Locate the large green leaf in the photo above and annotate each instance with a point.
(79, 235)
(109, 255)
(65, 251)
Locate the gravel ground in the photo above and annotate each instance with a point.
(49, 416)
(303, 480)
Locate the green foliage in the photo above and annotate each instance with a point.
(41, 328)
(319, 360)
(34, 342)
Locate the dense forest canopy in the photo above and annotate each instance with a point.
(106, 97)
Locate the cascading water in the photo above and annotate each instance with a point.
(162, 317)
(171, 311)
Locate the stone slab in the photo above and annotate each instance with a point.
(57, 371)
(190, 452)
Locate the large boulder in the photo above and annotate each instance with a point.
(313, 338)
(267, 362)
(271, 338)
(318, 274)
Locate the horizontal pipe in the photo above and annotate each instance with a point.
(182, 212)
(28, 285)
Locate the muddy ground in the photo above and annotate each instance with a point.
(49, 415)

| Aim of the task |
Exactly as written above, please repeat the entries.

| Output for this exercise |
Locate the large green leaf in the photo above and annotate each instance with a point.
(79, 235)
(109, 255)
(65, 251)
Locate the gravel ground in the photo above and annotate each instance with a point.
(49, 416)
(303, 480)
Locate the green foliage in the photo above and annotate each instance with a point.
(41, 328)
(319, 360)
(34, 342)
Locate the dense forest canopy in the photo above and annotate each instance with a point.
(106, 97)
Locate the cascading water in the photo above and annotate each instance with a point.
(162, 317)
(171, 311)
Locate the stone slab in the photo above and annotate each instance with a point.
(57, 371)
(190, 452)
Locate the large boulder in the photo above and annotate each instance with a point.
(313, 338)
(267, 362)
(271, 338)
(318, 274)
Locate the horizontal pipe in the photo above and annotate each instance with a point.
(182, 212)
(28, 285)
Locate the muddy ground in the photo above and annotate each instance with a point.
(49, 415)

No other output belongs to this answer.